Entries:
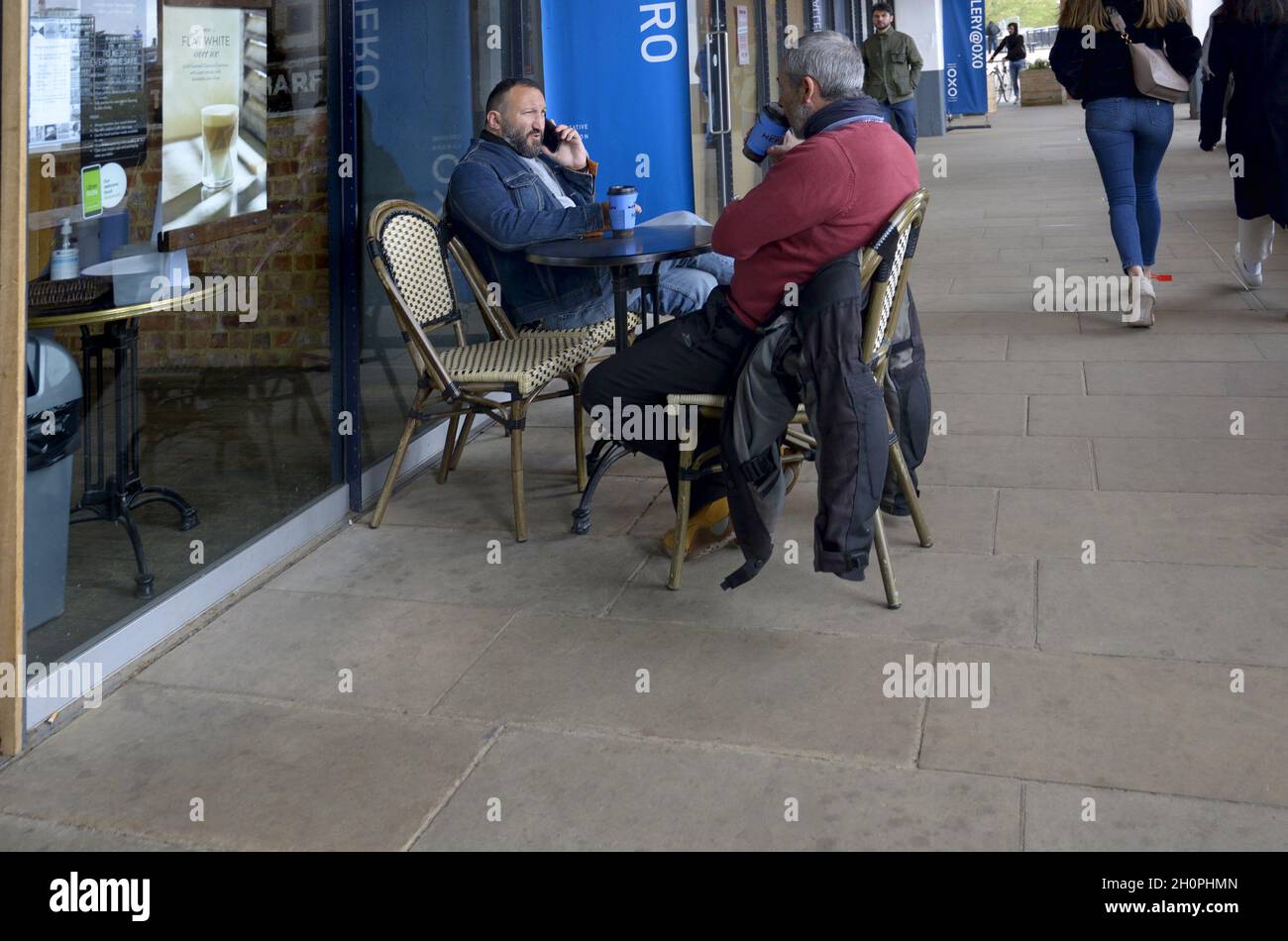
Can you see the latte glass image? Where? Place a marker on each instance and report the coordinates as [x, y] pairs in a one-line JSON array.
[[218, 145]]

---

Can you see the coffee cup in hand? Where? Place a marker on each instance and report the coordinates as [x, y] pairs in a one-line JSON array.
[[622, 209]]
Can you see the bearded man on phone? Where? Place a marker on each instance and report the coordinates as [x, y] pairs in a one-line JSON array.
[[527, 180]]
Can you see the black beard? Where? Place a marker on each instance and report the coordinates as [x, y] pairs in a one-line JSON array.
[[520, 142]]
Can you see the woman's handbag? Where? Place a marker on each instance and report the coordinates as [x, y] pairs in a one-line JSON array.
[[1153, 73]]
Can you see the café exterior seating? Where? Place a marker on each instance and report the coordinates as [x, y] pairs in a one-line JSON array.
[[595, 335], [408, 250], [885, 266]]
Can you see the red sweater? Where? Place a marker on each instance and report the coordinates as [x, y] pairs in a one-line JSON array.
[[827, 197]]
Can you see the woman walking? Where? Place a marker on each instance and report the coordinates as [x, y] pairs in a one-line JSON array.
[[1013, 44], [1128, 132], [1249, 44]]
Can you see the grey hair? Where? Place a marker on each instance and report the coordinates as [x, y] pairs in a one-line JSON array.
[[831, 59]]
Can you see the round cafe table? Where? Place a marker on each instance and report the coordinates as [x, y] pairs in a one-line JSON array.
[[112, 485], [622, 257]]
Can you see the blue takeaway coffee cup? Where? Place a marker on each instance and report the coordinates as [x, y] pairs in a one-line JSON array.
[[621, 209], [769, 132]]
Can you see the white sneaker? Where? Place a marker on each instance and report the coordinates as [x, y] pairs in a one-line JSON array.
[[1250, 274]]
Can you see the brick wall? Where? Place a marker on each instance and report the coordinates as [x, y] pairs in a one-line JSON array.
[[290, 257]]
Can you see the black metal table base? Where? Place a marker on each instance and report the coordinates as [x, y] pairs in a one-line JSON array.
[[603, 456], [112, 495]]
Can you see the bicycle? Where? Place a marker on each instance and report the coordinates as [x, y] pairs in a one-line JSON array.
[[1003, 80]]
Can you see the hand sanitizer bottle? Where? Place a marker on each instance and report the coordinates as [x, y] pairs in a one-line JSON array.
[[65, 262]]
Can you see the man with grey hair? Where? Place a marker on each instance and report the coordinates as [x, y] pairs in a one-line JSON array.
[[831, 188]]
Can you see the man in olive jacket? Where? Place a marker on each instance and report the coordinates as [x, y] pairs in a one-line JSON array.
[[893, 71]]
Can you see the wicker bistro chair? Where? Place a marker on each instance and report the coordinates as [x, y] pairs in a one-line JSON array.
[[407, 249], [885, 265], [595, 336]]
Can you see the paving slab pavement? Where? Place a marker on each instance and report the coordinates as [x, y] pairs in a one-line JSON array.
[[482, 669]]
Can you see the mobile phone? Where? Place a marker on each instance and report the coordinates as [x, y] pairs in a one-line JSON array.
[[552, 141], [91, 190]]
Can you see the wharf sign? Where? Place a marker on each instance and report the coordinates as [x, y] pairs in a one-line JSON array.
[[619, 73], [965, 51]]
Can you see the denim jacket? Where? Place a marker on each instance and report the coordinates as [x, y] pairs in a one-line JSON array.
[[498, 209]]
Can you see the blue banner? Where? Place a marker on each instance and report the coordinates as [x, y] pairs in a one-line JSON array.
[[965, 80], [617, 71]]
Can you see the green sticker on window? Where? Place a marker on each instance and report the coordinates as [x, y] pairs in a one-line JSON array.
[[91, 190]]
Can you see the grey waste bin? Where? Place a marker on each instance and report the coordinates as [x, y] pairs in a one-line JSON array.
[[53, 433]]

==

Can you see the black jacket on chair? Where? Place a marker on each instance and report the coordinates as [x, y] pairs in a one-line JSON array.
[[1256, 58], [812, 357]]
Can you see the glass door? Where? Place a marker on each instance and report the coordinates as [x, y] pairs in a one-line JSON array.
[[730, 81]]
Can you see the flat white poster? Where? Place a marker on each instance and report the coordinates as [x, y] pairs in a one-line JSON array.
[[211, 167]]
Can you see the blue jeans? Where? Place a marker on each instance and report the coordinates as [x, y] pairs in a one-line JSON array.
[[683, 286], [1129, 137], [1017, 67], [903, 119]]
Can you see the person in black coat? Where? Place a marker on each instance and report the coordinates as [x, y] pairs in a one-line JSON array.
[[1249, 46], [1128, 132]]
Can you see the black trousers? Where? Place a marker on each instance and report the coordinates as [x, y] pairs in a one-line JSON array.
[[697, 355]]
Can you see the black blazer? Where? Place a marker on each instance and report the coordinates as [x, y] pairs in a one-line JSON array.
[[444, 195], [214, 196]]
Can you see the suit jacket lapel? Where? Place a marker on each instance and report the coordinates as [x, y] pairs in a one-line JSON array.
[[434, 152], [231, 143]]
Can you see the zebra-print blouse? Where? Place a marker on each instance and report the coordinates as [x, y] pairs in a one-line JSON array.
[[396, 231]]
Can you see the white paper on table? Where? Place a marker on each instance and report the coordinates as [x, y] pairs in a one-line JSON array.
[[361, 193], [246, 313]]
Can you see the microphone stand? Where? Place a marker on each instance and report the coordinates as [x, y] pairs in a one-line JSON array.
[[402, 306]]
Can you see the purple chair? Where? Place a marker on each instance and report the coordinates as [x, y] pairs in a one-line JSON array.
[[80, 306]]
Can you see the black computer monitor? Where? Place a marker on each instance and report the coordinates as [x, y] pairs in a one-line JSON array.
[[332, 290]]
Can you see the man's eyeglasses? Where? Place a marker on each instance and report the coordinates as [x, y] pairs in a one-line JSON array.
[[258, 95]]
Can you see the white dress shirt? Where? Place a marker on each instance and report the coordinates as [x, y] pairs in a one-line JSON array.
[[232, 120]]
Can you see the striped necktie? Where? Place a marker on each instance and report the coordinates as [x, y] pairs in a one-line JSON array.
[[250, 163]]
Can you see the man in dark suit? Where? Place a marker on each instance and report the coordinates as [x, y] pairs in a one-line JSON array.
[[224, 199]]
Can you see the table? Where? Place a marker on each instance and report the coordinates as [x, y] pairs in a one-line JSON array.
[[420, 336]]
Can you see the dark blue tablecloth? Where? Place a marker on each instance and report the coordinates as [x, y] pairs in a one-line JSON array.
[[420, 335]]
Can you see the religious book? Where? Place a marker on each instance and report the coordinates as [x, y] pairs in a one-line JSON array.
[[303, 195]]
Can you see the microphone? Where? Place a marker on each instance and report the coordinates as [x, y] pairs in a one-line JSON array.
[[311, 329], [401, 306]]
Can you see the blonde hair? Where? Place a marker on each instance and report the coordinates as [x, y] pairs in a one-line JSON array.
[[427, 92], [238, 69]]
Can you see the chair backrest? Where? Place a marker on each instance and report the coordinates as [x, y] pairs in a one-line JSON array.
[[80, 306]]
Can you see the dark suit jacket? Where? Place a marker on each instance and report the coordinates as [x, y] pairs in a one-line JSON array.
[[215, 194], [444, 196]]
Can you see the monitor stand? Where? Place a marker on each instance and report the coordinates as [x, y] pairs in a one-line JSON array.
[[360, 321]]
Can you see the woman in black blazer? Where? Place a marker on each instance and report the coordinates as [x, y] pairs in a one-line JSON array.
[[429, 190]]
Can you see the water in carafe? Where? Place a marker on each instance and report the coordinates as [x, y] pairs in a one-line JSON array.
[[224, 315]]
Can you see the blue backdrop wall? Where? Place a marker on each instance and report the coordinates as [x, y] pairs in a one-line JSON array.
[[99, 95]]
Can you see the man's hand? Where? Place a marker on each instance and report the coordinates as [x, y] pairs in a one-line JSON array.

Directions: Update the records starting with the line with "Can you see the bicycle?" and going on through the line with "[[965, 80], [617, 71]]": change every "Place a marker" to "Put a pin", leave everything else unchanged, and give only those lines.

Result of the exercise:
Can you see the bicycle? Where? Put a pin on each instance and report the coordinates as [x, y] pairs in a one-line JSON array.
[[1003, 80]]
Can you see the hand sanitizer bottle? Where? Put a pin on each instance and report the coordinates as [x, y] pairs in a one-line JSON array.
[[65, 262]]
Can you see the man with grey hair? Where? Put a pin on each instance and report the coordinates as [x, y] pairs in a one-line JSON array.
[[831, 188]]
Can you see the man in olive jacket? Where? Put a pin on each instance and report the coordinates as [x, y] pairs in a one-line JSON array.
[[893, 71]]
Can you see the wicker bistro chair? Where? Put a pin on each instance and report the coordinates as [x, y] pairs in a one-line JSON array.
[[407, 249], [885, 265], [595, 336]]
Can you see the paving slab pavement? Where? Put a pin on each instance and report the coordinates as [x, y] pairs in a one-line JSON array.
[[482, 669]]
Can you see the mobile phone? Where? Put a pin on each instance and report the coordinates as [x, y] pairs in a one-line JSON array.
[[552, 141], [91, 190]]
Can you see the wharf sign? Where? Put a pin on each instance and report the coordinates as [x, y] pairs in a one-line JSON array.
[[619, 73], [965, 51]]
Can you see the denim jacket? Where? Put a pin on each instance and report the coordinates as [x, y] pairs in a one-line JSON array.
[[498, 209]]
Can you see the blue banner? Where? Put a pin on each instance and report the coordinates as [x, y] pairs in a one-line JSON array.
[[965, 80], [617, 71]]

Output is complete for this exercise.